Exercise objective: Please print exactly the lines running from the one that contains "the building facade in the photo above." to the end of the data, with both lines included.

Data extract:
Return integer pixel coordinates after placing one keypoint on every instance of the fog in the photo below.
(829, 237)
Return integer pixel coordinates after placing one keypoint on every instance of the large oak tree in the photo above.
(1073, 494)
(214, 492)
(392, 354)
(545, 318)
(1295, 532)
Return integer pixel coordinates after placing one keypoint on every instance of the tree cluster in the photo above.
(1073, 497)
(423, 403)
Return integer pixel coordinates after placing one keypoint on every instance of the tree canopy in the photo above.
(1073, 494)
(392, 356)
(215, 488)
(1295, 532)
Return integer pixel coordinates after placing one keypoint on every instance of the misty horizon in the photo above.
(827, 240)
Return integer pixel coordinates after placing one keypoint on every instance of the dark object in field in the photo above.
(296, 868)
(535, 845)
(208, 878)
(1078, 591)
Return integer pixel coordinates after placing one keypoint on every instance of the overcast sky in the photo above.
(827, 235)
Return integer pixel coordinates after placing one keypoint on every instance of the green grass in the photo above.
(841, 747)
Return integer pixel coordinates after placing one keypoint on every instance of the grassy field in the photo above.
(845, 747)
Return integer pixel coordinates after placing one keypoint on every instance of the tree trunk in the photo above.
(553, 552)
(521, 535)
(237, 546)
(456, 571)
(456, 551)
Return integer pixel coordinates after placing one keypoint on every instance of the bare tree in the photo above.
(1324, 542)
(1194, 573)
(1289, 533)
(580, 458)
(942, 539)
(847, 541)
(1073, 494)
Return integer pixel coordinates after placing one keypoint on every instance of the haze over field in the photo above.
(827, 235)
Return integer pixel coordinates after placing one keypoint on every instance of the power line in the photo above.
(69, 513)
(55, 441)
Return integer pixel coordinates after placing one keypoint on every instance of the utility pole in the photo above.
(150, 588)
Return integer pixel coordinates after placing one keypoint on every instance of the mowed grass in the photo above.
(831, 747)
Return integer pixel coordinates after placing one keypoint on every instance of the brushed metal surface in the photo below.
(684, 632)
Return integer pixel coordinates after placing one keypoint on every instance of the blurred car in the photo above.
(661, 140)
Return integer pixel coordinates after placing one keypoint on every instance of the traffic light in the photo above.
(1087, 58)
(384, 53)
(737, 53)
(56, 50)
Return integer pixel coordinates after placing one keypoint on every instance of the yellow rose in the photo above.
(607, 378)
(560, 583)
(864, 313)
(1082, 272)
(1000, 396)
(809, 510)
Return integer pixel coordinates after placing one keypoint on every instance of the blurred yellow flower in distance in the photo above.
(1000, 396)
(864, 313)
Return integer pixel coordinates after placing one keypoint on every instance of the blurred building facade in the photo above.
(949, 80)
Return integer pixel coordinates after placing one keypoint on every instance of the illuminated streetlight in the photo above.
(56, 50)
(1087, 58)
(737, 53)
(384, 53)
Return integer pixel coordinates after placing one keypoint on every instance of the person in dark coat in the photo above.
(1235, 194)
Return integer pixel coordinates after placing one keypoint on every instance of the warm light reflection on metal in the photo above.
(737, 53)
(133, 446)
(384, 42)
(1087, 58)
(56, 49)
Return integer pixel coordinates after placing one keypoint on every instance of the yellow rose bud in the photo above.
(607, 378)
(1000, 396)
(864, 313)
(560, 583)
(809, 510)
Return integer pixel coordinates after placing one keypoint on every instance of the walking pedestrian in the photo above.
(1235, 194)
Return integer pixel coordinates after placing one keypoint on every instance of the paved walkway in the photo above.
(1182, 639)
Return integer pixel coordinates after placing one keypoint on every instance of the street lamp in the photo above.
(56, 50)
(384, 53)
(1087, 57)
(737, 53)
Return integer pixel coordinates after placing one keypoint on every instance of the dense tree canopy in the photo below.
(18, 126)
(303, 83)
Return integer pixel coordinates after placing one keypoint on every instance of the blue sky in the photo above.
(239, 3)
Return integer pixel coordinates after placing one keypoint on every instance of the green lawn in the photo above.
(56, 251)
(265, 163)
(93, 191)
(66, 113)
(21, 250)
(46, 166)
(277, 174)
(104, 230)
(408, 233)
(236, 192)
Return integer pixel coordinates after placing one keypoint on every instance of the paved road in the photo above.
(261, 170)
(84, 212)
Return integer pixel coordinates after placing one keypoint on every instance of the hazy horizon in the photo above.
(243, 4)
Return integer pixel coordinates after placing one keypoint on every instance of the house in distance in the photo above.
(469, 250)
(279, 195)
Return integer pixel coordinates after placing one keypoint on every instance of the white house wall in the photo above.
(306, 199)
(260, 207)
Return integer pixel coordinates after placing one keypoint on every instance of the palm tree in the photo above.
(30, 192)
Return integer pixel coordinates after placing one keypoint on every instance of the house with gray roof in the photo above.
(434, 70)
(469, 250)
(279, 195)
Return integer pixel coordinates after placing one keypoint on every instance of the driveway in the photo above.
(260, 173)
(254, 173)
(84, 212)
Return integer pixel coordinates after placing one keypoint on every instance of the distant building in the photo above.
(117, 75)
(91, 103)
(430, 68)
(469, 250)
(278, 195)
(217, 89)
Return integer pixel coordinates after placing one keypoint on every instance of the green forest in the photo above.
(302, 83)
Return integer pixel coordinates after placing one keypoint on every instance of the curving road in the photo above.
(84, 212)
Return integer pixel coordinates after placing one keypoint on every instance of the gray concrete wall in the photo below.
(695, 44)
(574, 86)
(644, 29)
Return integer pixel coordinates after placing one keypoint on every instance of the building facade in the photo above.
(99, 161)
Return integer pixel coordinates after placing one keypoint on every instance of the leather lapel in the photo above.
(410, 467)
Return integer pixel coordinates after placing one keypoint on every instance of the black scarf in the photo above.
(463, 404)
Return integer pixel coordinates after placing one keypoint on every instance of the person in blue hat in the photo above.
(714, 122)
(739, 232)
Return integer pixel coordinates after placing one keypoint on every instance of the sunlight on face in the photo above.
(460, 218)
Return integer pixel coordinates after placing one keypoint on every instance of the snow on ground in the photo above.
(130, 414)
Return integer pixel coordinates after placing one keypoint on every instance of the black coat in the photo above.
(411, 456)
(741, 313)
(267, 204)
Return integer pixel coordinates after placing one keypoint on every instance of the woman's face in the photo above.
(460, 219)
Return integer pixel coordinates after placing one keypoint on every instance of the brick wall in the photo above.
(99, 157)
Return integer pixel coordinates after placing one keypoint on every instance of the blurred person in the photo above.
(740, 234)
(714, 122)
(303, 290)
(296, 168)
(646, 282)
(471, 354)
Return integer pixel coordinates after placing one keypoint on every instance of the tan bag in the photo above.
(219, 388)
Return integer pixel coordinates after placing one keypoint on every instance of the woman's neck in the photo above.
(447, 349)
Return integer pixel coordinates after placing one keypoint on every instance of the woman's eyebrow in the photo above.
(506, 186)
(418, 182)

The output:
Return integer pixel coordinates after placing one keypoint on every instance of the building facade in the photo above.
(99, 161)
Return integer pixel coordinates after placing one keypoint on every instance of the leather lapel in the photo above.
(410, 467)
Return integer pixel coordinates after placing one keypoint on every instance of the black scarf in the photo above.
(463, 404)
Return integer pixel coordinates after placing one keypoint on every instance of the person in blue hat in the photo above.
(714, 122)
(739, 232)
Return integer pixel coordinates after placing one keypoint on every instance of the sunlight on face in the photo above.
(460, 218)
Return integer pixel coordinates after placing one keypoint on every instance of the snow on ground in the photo above.
(130, 414)
Return integer pixel coordinates after placing one keypoint on every instance of the black coat in the photo above.
(411, 456)
(741, 313)
(267, 204)
Return integer pixel coordinates after placing one keypoint on every instance of the woman's face in the photo above.
(460, 219)
Return integer pixel coordinates after placing one keypoint on every instance of the brick wall in the photo above.
(99, 157)
Return integer pixel coordinates after placing one keypoint on every instance of the blurred person in the photo above.
(740, 234)
(714, 122)
(303, 290)
(296, 168)
(646, 282)
(471, 354)
Return integer pixel coordinates after placing one keypoint on every instance of the tan bag in the photo above.
(219, 388)
Return integer pixel coordinates after placing one keypoint on every instance of the woman's neck in the photo above.
(447, 349)
Return integer pixel coordinates after placing one keypoint on every instance of the woman's eyebrow in the photo above.
(506, 186)
(418, 182)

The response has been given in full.